### 任务 1
找出条目中所有含有字符串“black”的行，并逐行返回。

### 原文节选
▬▬▬▬▬▬

缺页异常:
也叫缺页中断,页错误,是操作系统虚拟内存管理重要的一种机制,属于处理器的同步异常;
访问虚拟内存的时候,虚拟地址和物理地址没有建立映射关系,或者有访问权限错误发生时,会触发缺页异常;
内核必须处理此异常,而且对于进程来说时透明的。
缺页异常实现过程
缺页异常,属于同步异常,触发时,CPU会自动跳转到异常向量表; 异常向量表入口地址在arch/arm64/kernel/entry.S
相关源码文件
异常入口:arch/arm64/kernel/entry.S arm64架构处理:arch/arm64/mm/fault.c 通用代码: mm/memory.c
总体调用过程:
vectors ///arch/arm64/kernel/entry.S架构相关
->el1_sync
->el1_sync_handler
->el1_abort
->do_mem_abort ///arch/arm64/mm/fault.c 架构相关
->do_page_fault
->__do_page_fault
->handle_mm_fault ///mm/memory.c架构无关
->__handle_mm_fault
->handle_pte_fault
->do_annoymous_page ///匿名映射缺页异常
->do_fault ///文件映射缺页异常
->do_swap_page ///swap缺页异常
->do_wp_page ///写时复制缺页异常
源码分析
异常处理汇编入口:
/*
* Exception vectors.
*/
.pushsection ".entry.text", "ax"
.align 11
SYM_CODE_START(vectors)
kernel_ventry 1, sync_invalid // Synchronous EL1t
kernel_ventry 1, irq_invalid // IRQ EL1t
kernel_ventry 1, fiq_invalid // FIQ EL1t
kernel_ventry 1, error_invalid // Error EL1t
kernel_ventry 1, sync // Synchronous EL1h ///linux异常向量入口,这里是同步异常,kernel_ventry宏展开为el1_sync
kernel_ventry 1, irq // IRQ EL1h
kernel_ventry 1, fiq // FIQ EL1h
kernel_ventry 1, error // Error EL1h
...
el1_sync函数:
SYM_CODE_START_LOCAL_NOALIGN(el1_sync)
kernel_entry 1 ///保存上下文
mov x0, sp ///sp作为参数
bl el1_sync_handler
kernel_exit 1 ///恢复上下文
SYM_CODE_END(el1_sync)
el1_sync_handler函数:
asmlinkage void noinstr el1_sync_handler(struct pt_regs *regs)
{
unsigned long esr = read_sysreg(esr_el1);
switch (ESR_ELx_EC(esr)) { ///读取esr_el1的EC域,判断异常类型
case ESR_ELx_EC_DABT_CUR: ///0x25,表示来自当前的异常等级的数据异常
case ESR_ELx_EC_IABT_CUR:
el1_abort(regs, esr); ///数据异常入口
break;
...
}
do_mem_abort()->do_page_fault()
static int __kprobes do_page_fault(unsigned long far, unsigned int esr,
struct pt_regs *regs)
{
const struct fault_info *inf;
struct mm_struct *mm = current->mm;
vm_fault_t fault;
unsigned long vm_flags;
unsigned int mm_flags = FAULT_FLAG_DEFAULT;
unsigned long addr = untagged_addr(far);
if (kprobe_page_fault(regs, esr))
return 0;
/*
* If we're in an interrupt or have no user context, we must not take
* the fault.

▬▬▬▬▬▬

### 数据摘录
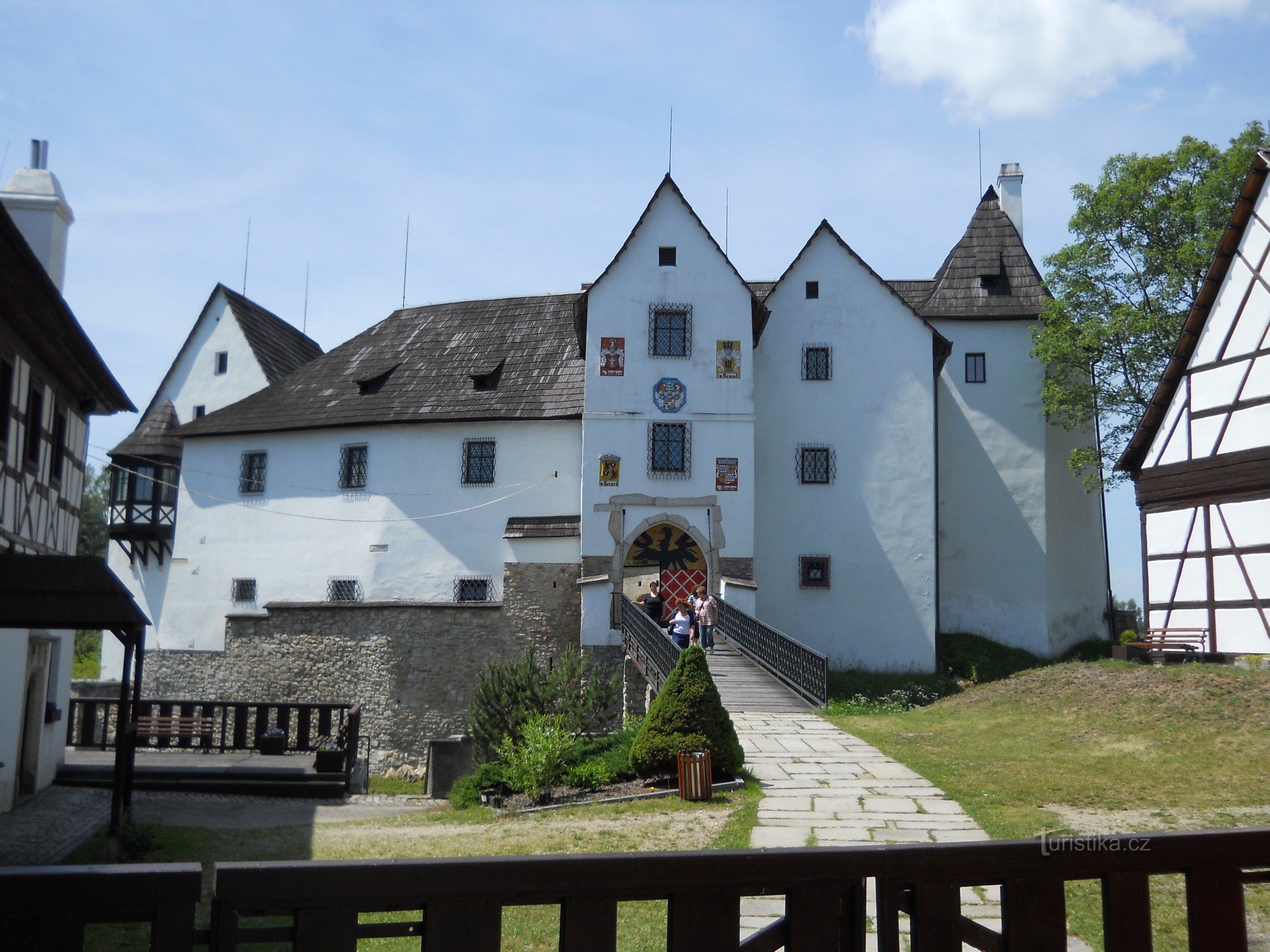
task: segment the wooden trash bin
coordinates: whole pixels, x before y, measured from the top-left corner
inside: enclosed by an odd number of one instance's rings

▬▬▬▬▬▬

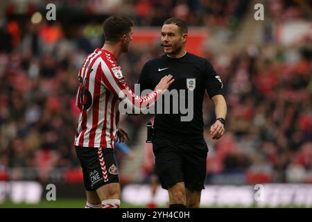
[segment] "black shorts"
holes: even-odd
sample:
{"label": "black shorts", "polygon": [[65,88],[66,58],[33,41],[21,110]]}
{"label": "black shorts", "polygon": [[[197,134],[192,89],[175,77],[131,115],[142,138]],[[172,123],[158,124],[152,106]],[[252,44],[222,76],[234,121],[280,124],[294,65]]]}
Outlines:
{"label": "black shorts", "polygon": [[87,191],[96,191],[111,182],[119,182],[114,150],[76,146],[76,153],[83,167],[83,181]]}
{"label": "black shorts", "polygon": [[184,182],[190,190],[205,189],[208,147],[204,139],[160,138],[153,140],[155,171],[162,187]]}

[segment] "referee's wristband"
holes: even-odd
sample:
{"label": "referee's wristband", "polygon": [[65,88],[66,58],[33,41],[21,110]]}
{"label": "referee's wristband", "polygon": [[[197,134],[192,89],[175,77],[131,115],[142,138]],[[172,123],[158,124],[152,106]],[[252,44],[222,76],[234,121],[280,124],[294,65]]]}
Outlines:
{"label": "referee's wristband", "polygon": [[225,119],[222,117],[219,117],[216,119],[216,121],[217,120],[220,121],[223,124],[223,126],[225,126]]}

▬▬▬▬▬▬

### 任务 2
改写缺页异常源码分析一文中从“static int __kprobes”起、到“if (kprobe_page_fault(regs, esr))”为止（含该处）的部分，将其中的“vm_flags”替换为“vma_flags”。

### 解答 1
[segment] "black shorts"
{"label": "black shorts", "polygon": [[65,88],[66,58],[33,41],[21,110]]}
{"label": "black shorts", "polygon": [[[197,134],[192,89],[175,77],[131,115],[142,138]],[[172,123],[158,124],[152,106]],[[252,44],[222,76],[234,121],[280,124],[294,65]]]}
{"label": "black shorts", "polygon": [[87,191],[96,191],[111,182],[119,182],[114,150],[76,146],[76,153],[83,167],[83,181]]}
{"label": "black shorts", "polygon": [[184,182],[190,190],[205,189],[208,147],[204,139],[160,138],[153,140],[155,171],[162,187]]}

### 解答 2
static int __kprobes do_page_fault(unsigned long far, unsigned int esr,
struct pt_regs *regs)
{
const struct fault_info *inf;
struct mm_struct *mm = current->mm;
vm_fault_t fault;
unsigned long vma_flags;
unsigned int mm_flags = FAULT_FLAG_DEFAULT;
unsigned long addr = untagged_addr(far);
if (kprobe_page_fault(regs, esr))